## [Task directions]
Hunt through the entries for the word "side" and copy each line in which it appears.

## [Information provided]

•••

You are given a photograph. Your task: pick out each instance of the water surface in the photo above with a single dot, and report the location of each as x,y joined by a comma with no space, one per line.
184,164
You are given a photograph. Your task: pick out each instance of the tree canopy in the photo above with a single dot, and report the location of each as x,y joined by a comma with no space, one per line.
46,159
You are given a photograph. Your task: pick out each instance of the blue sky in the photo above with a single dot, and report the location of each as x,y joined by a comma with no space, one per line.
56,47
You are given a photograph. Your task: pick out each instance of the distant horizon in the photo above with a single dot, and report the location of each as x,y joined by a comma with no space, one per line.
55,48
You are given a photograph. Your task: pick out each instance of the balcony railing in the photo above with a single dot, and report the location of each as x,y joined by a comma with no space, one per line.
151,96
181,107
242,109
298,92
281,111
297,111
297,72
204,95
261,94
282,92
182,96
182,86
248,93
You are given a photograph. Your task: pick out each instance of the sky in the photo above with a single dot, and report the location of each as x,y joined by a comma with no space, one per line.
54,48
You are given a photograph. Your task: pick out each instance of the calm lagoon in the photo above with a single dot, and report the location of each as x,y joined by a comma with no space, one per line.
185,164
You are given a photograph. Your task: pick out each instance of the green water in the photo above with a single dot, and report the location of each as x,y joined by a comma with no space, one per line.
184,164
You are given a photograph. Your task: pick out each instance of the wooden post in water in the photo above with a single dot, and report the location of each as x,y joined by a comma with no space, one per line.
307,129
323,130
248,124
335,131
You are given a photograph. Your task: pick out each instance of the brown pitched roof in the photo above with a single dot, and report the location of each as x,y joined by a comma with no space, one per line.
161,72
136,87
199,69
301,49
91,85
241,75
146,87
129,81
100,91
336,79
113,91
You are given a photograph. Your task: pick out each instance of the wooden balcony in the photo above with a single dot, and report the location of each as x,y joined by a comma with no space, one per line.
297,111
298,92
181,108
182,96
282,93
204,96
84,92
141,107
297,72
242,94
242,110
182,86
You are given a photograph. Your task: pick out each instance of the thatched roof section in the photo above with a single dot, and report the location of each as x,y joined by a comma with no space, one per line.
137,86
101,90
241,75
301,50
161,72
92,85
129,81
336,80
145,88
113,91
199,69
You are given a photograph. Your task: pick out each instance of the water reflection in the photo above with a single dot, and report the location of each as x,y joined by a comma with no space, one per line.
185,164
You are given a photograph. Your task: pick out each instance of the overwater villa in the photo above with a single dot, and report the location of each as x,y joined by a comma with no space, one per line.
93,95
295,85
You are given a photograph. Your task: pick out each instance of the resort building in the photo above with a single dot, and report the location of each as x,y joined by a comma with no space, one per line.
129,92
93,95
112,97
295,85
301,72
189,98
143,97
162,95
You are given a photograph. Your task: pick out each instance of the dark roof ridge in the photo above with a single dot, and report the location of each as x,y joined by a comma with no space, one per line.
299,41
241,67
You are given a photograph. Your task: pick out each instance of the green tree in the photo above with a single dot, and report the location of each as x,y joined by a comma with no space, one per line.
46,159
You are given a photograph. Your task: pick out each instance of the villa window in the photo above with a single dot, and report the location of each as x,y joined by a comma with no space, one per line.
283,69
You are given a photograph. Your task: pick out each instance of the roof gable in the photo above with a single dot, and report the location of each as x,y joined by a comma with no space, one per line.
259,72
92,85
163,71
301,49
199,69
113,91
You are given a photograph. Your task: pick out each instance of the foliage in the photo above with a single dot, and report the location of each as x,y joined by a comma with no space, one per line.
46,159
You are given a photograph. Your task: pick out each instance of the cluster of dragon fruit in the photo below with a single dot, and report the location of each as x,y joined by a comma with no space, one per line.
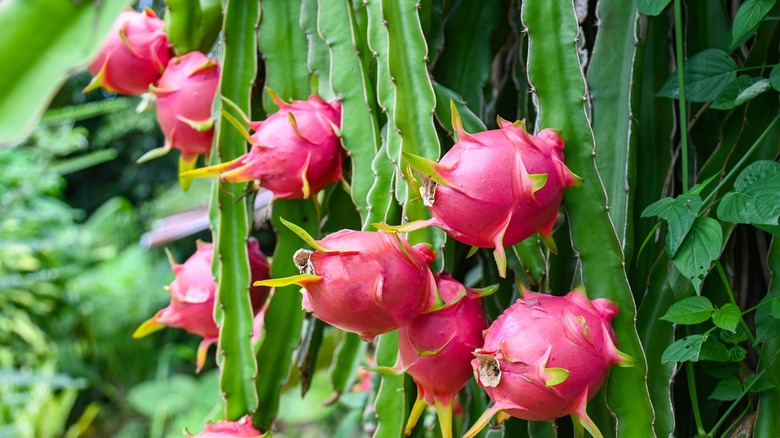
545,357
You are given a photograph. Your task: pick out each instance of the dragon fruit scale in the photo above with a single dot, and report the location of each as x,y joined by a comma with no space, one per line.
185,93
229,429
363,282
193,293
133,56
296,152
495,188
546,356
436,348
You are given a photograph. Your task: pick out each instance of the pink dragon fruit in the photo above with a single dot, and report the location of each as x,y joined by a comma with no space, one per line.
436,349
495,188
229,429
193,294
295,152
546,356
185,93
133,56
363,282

•••

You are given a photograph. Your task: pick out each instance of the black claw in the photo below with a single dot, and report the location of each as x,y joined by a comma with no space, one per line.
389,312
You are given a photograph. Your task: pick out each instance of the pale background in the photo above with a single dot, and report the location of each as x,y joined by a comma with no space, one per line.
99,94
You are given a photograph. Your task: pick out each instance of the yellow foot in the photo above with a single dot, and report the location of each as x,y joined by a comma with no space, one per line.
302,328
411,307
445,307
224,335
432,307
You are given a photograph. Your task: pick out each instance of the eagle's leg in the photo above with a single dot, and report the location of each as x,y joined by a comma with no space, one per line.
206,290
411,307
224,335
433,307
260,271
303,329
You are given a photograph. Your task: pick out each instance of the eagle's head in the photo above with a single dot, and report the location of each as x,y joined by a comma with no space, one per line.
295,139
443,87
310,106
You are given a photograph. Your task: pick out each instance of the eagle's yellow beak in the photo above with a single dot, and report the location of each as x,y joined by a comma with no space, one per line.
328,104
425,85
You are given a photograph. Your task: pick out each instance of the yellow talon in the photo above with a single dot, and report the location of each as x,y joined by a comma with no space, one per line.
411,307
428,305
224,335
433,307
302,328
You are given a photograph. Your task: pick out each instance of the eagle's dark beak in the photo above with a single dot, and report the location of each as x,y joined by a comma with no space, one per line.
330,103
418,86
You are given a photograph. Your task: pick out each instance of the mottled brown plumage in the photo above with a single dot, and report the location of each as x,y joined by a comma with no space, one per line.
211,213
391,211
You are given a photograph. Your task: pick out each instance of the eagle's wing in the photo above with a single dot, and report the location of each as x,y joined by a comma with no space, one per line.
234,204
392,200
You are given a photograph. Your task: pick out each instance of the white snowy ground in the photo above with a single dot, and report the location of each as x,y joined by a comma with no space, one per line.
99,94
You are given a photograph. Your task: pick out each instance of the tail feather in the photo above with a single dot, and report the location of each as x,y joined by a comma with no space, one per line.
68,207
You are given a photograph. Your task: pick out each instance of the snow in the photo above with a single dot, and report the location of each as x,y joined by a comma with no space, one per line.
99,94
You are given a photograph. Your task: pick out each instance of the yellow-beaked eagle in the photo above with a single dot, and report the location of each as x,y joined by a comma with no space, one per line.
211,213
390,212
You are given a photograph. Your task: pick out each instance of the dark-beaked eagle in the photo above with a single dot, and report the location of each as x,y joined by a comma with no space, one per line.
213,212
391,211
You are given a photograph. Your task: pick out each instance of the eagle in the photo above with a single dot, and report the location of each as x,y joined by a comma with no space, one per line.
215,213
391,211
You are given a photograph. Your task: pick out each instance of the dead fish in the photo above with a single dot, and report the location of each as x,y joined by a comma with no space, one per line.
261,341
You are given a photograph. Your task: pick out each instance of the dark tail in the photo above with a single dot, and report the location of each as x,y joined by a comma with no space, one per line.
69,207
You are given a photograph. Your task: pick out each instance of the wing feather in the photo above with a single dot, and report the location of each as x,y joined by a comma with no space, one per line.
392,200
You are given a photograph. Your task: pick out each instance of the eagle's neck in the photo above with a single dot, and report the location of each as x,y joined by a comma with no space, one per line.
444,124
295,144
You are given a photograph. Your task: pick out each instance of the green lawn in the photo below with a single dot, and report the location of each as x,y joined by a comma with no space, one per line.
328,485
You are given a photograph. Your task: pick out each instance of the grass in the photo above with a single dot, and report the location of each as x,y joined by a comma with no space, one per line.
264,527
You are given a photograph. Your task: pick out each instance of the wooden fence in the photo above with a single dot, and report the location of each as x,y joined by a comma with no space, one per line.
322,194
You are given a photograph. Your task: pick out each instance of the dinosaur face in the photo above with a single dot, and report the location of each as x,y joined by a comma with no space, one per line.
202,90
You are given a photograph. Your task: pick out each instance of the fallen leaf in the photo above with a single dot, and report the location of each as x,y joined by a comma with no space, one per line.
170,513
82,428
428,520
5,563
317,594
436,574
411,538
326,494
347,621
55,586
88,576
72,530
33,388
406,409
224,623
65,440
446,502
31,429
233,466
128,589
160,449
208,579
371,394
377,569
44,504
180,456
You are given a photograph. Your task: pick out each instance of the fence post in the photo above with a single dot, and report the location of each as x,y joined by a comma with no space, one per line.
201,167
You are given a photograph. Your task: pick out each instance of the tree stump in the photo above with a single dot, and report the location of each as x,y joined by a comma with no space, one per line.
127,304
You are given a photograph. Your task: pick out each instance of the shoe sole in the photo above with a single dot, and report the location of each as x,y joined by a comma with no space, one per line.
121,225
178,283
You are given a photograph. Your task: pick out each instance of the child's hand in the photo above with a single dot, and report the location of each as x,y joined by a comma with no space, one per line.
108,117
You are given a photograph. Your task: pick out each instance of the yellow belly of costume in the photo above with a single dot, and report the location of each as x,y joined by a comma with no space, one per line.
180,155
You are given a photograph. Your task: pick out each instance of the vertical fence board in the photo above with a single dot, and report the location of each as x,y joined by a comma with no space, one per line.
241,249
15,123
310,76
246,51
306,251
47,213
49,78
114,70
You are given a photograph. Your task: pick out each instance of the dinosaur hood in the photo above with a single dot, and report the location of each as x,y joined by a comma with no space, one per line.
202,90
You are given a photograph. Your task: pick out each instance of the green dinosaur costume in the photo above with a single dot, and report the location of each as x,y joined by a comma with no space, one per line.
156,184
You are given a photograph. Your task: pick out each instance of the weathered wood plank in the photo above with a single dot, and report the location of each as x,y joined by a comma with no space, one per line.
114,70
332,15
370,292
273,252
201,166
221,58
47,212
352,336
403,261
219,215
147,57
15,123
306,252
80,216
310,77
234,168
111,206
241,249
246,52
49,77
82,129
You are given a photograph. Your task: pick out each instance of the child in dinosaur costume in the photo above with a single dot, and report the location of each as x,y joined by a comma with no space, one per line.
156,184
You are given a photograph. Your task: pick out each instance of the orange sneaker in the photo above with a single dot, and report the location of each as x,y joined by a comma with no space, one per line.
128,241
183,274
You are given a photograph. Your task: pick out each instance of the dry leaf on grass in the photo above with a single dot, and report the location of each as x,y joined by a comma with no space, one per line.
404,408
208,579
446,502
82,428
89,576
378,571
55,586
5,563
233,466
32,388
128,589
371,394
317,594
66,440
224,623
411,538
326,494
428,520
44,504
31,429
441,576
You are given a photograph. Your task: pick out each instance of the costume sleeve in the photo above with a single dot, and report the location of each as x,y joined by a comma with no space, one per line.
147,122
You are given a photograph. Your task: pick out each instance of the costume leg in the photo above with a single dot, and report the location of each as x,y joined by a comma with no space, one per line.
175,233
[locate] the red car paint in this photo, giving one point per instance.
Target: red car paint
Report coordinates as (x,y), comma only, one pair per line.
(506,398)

•••

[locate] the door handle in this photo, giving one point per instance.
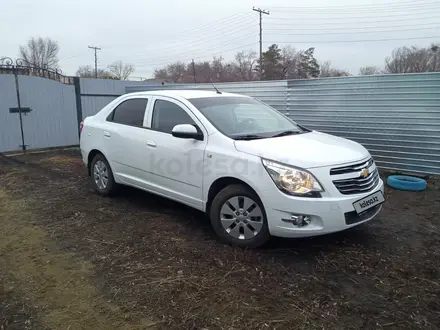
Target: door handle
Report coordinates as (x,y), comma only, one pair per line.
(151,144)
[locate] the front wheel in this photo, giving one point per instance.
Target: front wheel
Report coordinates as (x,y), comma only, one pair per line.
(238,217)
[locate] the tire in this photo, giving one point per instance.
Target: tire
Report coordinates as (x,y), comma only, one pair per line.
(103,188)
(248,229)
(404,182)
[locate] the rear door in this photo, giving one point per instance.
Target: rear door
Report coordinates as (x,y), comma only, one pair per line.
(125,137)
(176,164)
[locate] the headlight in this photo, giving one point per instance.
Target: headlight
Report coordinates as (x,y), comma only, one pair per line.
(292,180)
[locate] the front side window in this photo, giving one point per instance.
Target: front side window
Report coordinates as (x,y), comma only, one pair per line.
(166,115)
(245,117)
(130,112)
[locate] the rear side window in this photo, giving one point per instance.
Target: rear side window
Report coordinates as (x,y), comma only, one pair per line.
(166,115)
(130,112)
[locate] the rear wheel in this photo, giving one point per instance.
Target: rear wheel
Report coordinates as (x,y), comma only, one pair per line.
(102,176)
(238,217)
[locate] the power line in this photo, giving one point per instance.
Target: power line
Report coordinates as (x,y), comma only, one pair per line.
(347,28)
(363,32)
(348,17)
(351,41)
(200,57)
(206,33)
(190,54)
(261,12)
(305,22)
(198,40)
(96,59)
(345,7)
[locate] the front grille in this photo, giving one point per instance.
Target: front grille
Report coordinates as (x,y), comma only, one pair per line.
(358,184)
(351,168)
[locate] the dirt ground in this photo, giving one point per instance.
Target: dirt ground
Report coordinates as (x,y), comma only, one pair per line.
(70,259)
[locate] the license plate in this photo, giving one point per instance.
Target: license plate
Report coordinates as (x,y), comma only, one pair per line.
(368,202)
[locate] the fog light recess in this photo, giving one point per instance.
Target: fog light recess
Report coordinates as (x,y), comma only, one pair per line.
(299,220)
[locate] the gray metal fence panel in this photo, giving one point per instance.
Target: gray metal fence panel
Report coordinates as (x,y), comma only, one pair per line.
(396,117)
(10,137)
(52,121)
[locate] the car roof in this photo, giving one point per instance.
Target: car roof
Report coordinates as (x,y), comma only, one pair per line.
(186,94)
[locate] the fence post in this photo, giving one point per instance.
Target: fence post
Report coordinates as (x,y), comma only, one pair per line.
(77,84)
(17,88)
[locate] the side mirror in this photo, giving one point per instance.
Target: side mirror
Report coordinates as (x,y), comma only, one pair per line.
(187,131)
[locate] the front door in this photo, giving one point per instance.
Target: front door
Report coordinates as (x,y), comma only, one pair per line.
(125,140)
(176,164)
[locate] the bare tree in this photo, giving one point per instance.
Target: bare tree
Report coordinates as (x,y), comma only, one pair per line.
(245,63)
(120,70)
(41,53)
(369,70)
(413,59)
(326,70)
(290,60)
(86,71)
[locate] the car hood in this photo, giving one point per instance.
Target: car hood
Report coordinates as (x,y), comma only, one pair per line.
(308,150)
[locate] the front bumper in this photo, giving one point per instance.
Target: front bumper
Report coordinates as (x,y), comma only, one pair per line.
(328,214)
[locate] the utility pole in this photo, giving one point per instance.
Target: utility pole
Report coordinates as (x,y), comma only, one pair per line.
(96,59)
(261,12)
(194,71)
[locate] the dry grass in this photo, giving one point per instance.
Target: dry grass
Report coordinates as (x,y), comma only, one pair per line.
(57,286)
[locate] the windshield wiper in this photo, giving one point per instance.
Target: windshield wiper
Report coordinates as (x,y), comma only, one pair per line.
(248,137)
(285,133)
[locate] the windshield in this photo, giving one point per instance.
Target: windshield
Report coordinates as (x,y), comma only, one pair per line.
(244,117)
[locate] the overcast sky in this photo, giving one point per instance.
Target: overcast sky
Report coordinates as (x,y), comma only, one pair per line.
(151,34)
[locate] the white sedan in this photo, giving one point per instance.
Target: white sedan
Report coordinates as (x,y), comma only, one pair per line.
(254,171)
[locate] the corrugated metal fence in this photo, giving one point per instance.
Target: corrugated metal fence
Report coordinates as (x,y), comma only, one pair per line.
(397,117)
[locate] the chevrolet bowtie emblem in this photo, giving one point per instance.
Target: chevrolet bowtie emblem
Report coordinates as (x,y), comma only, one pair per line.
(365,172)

•••

## [Solved problem]
[locate] the front side window in this photo, giving one point per instance.
Target: front side window
[locate] the rear side window in this photo, giving one point per instance.
Target: rear side window
[locate] the side mirror in this photo, giving one point per instance.
Target: side mirror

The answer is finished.